_Instructions for the task_
Every single entry should be printed exactly.

*** Block opens ***

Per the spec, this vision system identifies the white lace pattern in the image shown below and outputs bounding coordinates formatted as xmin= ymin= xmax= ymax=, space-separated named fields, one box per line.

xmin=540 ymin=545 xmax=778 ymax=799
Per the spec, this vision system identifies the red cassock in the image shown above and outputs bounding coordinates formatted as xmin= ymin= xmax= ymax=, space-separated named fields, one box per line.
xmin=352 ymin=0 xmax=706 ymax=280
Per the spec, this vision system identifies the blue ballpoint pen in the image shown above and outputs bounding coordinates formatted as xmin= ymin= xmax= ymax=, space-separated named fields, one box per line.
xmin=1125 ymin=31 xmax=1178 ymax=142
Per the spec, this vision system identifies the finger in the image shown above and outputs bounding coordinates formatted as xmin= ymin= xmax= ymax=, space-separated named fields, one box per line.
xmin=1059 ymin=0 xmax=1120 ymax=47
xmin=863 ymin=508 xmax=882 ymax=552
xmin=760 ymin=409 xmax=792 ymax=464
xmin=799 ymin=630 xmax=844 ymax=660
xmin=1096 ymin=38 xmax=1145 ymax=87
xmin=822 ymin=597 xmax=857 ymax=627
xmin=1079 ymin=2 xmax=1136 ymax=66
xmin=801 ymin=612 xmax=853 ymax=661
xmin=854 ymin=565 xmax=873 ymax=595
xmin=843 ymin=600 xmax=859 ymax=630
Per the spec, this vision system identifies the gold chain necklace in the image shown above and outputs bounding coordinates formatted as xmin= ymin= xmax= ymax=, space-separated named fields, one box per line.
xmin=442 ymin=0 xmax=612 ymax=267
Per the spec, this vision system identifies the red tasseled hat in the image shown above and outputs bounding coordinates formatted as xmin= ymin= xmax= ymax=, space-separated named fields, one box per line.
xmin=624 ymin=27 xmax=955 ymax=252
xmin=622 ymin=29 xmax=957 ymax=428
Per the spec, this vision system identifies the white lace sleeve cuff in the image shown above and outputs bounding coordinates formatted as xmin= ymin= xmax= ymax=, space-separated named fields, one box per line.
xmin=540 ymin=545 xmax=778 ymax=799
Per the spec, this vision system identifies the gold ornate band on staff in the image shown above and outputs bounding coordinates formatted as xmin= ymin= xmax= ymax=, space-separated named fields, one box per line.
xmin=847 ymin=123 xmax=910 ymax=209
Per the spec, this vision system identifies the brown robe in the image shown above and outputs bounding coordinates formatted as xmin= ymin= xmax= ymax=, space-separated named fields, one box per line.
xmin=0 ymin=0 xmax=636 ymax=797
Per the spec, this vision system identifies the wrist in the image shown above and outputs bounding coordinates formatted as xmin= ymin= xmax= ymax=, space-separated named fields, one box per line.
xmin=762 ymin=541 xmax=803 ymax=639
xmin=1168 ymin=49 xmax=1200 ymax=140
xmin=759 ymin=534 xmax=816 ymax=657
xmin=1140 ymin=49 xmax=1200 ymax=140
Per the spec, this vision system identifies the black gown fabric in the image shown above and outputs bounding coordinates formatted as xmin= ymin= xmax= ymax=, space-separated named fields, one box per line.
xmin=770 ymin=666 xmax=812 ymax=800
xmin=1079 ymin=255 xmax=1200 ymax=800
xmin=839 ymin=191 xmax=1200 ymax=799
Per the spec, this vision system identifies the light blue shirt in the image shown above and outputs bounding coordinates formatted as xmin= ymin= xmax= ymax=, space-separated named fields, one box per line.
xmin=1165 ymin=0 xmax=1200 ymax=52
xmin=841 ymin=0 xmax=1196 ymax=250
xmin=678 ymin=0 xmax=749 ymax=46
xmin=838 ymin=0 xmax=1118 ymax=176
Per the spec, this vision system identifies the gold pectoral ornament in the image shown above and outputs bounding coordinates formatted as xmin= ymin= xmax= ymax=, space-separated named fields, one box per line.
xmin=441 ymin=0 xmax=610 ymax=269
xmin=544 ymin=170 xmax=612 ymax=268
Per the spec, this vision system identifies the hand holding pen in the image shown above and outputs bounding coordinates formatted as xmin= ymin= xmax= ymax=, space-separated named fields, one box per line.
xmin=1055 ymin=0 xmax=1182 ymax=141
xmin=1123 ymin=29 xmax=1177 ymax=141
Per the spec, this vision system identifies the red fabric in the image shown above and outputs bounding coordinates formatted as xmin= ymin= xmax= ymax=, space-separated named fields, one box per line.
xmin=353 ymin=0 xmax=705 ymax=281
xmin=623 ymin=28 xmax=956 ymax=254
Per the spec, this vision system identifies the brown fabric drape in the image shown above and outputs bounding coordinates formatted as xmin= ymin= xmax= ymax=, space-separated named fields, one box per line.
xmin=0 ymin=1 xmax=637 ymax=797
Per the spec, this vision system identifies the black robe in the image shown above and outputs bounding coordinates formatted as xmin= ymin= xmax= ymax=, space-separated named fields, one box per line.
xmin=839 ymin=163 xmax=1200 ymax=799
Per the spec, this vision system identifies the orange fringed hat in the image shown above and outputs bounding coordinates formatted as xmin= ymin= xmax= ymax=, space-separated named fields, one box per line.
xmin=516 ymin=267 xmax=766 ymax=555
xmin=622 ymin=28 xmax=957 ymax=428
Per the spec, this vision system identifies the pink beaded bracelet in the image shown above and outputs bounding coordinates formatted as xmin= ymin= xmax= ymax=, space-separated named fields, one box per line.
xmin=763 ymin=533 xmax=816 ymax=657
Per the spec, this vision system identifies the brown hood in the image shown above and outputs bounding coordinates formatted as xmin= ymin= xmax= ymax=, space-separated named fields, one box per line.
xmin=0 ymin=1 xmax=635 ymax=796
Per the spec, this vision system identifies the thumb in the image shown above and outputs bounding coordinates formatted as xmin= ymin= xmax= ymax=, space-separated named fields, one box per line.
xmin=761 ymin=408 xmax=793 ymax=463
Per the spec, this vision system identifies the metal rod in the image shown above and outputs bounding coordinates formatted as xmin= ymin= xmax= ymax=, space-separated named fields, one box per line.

*** Block closes ***

_Reply_
Per the spec, this vision system identifies the white lace pattern in the image shown below and outputs bounding coordinates formatted as xmin= ymin= xmax= ymax=, space-separated named fields, one box per line.

xmin=540 ymin=545 xmax=778 ymax=799
Per the spec, this vision system identifies the red cassock in the image shown above and outputs bounding coordinates formatted as xmin= ymin= xmax= ymax=, space-separated named fields, one box per line.
xmin=352 ymin=0 xmax=706 ymax=280
Per the spec, this vision system identifies the blue ballpoint pen in the image shown above and outputs bounding coordinates formatted as xmin= ymin= xmax= ymax=, space-separated named fields, one box per line.
xmin=1125 ymin=31 xmax=1178 ymax=142
Per the spec, this vision system identifies the finger in the image shown above and outputs bounding coordinates formatted as xmin= ymin= xmax= ymax=, space-separated named fields, one box per line.
xmin=1059 ymin=0 xmax=1120 ymax=47
xmin=863 ymin=508 xmax=882 ymax=552
xmin=760 ymin=409 xmax=792 ymax=464
xmin=799 ymin=630 xmax=844 ymax=660
xmin=1096 ymin=38 xmax=1145 ymax=87
xmin=822 ymin=597 xmax=857 ymax=627
xmin=1079 ymin=2 xmax=1136 ymax=66
xmin=801 ymin=612 xmax=853 ymax=661
xmin=854 ymin=565 xmax=873 ymax=595
xmin=843 ymin=600 xmax=859 ymax=630
Per the spec, this vision system identifies the gold chain necklace in the image shown above and outputs bounding coordinates formatted as xmin= ymin= xmax= ymax=, space-separated named fields, one box per line.
xmin=442 ymin=0 xmax=612 ymax=267
Per the spec, this vision system identifies the red tasseled hat in the image shown above and outputs bounding coordinates formatted as xmin= ymin= xmax= ymax=, space-separated named fields, one box per line.
xmin=624 ymin=27 xmax=955 ymax=252
xmin=622 ymin=29 xmax=957 ymax=428
Per the spec, this vision system identifies the white lace sleeve cuff in the image shown above and outputs bounding coordinates formatted as xmin= ymin= xmax= ymax=, space-separated named fields, one box per line.
xmin=540 ymin=545 xmax=778 ymax=799
Per the spec, this vision system identifies the gold ornate band on staff in the image shown above and outputs bounding coordinates formatted as xmin= ymin= xmax= ymax=, space-separated named fields, one box per line.
xmin=847 ymin=123 xmax=910 ymax=209
Per the spec, this vision system identifies the brown robe in the image shown above and outputs bounding coordinates formatted as xmin= ymin= xmax= ymax=, space-separated named fields, one box per line.
xmin=0 ymin=0 xmax=636 ymax=797
Per the spec, this vision system identifies the wrist in the image shown above and outputs bounding coordinates formatted as xmin= ymin= xmax= ymax=, space-separated named fields, one box per line.
xmin=762 ymin=541 xmax=803 ymax=639
xmin=1168 ymin=49 xmax=1200 ymax=140
xmin=759 ymin=534 xmax=816 ymax=657
xmin=1140 ymin=49 xmax=1200 ymax=140
Per the spec, this vision system identifies the black gown fabric in the image shown above and outputs bounding coordinates formatted as xmin= ymin= xmax= ymax=, space-separated named fields, one box per line.
xmin=770 ymin=666 xmax=812 ymax=800
xmin=1079 ymin=255 xmax=1200 ymax=800
xmin=839 ymin=191 xmax=1200 ymax=799
Per the spec, this vision system identifies the light blue shirt in the image shown above and outputs bounding coordinates formatted as xmin= ymin= xmax= ymax=, space-separated named fields, one box per line.
xmin=1165 ymin=0 xmax=1200 ymax=52
xmin=841 ymin=0 xmax=1196 ymax=250
xmin=678 ymin=0 xmax=749 ymax=46
xmin=838 ymin=0 xmax=1118 ymax=176
Per the spec, this vision system identifies the gold pectoral ornament in the image shown above and outputs bounding coordinates formatted as xmin= ymin= xmax= ymax=, space-separated named fields, one box per line.
xmin=441 ymin=0 xmax=610 ymax=269
xmin=544 ymin=170 xmax=612 ymax=268
Per the spec, this vision system identifies the hand holding pen in the image shown above and outputs bounding coordinates formatted as xmin= ymin= xmax= ymax=, space-separated named fields, one box per line.
xmin=1055 ymin=0 xmax=1182 ymax=141
xmin=1123 ymin=29 xmax=1177 ymax=141
Per the spec, this vision system identifies the red fabric in the image shown above and outputs bounding coordinates formatted as xmin= ymin= xmax= ymax=, space-separated named fields, one box per line.
xmin=353 ymin=0 xmax=705 ymax=281
xmin=623 ymin=28 xmax=956 ymax=254
Per the spec, this vision system identifies the brown fabric drape in the image shown above and outputs bounding coordinates formatted as xmin= ymin= xmax= ymax=, space-separated named fields, one box per line.
xmin=0 ymin=1 xmax=637 ymax=797
Per the spec, this vision system identifies the black robe in the image shown above and outputs bounding coordinates formatted as xmin= ymin= xmax= ymax=, space-separated named fields, one box per line.
xmin=839 ymin=163 xmax=1200 ymax=799
Per the spec, this vision system identifies the orange fringed hat in the image shown above and outputs bounding coordinates formatted as xmin= ymin= xmax= ymax=, space-separated named fields, one box per line.
xmin=516 ymin=267 xmax=766 ymax=555
xmin=622 ymin=28 xmax=957 ymax=428
Per the spec, this vision system identifies the pink beaded bracelet in the image shown above and outputs bounding coordinates formatted as xmin= ymin= xmax= ymax=, space-separated named fields, one box per line.
xmin=763 ymin=533 xmax=816 ymax=657
Per the spec, this vision system identifies the brown hood in the image shown above and outputs bounding coordinates formatted as xmin= ymin= xmax= ymax=, space-separated named fields, one box per line.
xmin=0 ymin=1 xmax=635 ymax=796
Per the spec, this vision system identifies the thumb in the image shown above and outputs bounding coordinates formatted as xmin= ymin= xmax= ymax=, space-separated named fields, one box per line.
xmin=761 ymin=408 xmax=793 ymax=463
Per the spec, this vision system identifies the metal rod in the image shown above and outputs bounding coordinates formatted as xmin= ymin= xmax= ymax=, space-separated named fields, one box per line.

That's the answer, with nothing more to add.